» **EXTRAIT À LIRE**

Cet ancien soldat affirme avoir eu l’impression que ce n’était pas la première fois qu’une telle opération de dissimulation était concoctée. « Je pense que cela explique pourquoi nous gardions ces armes dans les bases. »
« Un agriculteur abattu dans le dos »
Selon l’homme, certains des jeunes soldats de la base ont évoqué à plusieurs reprises leur souhait « d’en flinguer un » avant la fin de leur mission.
Au cours d’un échange de tirs avec les talibans, il affirme avoir vu un agriculteur se faire tirer dessus par un membre de sa patrouille.
« Nous l’avons vu travailler dans son champ et lorsque nous avons essuyé des tirs, nous l’avons vu s’enfuir. Il n’était pas dans la même direction que les talibans, il nous tournait le dos et il s’est juste fait abattre dans le dos.
« J’avais beaucoup de choses à dire à ce sujet à notre retour. Nous étions environ huit ou neuf dans cette patrouille. Je voulais savoir lequel d’entre eux avait abattu l’agriculteur. Personne n’a avoué avoir tiré. »
Un sixième ancien soldat, qui a servi à Helmand en 2011 au sein du 1er bataillon de The Rifles, affirme avoir vu un dicker recevoir des tirs délibérés lors d’une patrouille à Sayedabad Kalay, dans le district de Nahr-e Saraj, province de Helmand.

» **TÂCHES À FAIRE**
1 - Dans quel district se situe Sayedabad Kalay d'après l'extrait ?
2 - Pour chaque affirmation, dites si l'extrait la confirme, en citant les mots qui tranchent : (a) le sixième ancien soldat a servi à Helmand en 2011 ; (b) un membre de la patrouille a reconnu avoir tiré sur l'agriculteur ; (c) l'agriculteur s'enfuyait dans la même direction que les talibans.
Ces entrées n'interviennent en rien ici.

» **Entrées du jeu de données**
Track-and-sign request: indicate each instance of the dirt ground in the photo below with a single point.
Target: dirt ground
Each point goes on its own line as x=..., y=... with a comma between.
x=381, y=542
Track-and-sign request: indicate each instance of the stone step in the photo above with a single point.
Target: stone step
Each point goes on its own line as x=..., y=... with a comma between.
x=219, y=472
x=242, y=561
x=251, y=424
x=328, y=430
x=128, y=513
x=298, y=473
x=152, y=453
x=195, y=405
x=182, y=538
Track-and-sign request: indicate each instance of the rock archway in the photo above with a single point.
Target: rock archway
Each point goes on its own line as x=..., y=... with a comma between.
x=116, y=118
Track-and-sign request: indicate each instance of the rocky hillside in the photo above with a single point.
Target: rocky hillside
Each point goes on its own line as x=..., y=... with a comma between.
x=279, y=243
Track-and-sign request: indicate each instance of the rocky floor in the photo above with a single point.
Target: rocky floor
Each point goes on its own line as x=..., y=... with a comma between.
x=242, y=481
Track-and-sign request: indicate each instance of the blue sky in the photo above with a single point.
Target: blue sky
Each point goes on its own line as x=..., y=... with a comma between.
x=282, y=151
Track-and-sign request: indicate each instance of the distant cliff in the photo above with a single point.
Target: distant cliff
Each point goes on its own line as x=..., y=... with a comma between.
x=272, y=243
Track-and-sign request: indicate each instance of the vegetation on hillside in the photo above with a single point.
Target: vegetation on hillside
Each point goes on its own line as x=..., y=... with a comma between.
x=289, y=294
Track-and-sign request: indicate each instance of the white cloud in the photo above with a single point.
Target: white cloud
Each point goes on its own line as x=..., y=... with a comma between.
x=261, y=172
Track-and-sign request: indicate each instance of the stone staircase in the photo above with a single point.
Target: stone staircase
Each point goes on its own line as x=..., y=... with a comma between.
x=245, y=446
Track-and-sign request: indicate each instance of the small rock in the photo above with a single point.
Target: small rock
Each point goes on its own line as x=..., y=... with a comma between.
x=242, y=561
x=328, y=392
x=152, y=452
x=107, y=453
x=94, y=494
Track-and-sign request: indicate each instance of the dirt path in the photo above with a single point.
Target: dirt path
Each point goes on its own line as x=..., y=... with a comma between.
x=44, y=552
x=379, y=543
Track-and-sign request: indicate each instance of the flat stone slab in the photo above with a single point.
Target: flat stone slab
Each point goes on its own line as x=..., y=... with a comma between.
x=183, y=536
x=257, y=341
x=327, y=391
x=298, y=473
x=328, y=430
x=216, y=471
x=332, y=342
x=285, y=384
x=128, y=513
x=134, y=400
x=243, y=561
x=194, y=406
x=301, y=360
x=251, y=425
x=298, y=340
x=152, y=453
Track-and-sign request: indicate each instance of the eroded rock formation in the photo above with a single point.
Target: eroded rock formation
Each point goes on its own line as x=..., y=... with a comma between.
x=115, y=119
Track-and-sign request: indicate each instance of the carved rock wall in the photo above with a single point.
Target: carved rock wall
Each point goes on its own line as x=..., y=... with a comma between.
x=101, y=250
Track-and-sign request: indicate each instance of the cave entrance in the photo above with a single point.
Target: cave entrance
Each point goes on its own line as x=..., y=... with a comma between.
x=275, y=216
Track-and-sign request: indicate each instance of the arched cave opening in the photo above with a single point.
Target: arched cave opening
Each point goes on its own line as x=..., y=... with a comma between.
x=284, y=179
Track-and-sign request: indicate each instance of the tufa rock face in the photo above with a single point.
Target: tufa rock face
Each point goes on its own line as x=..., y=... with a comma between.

» **RÉPONSES PAR TÂCHE**
1 - Dans le district de Nahr-e Saraj, province de Helmand.

2 -
(a) Oui : « qui a servi à Helmand en 2011 ».
(b) Non : « Personne n’a avoué avoir tiré. »
(c) Non : « Il n’était pas dans la même direction que les talibans ».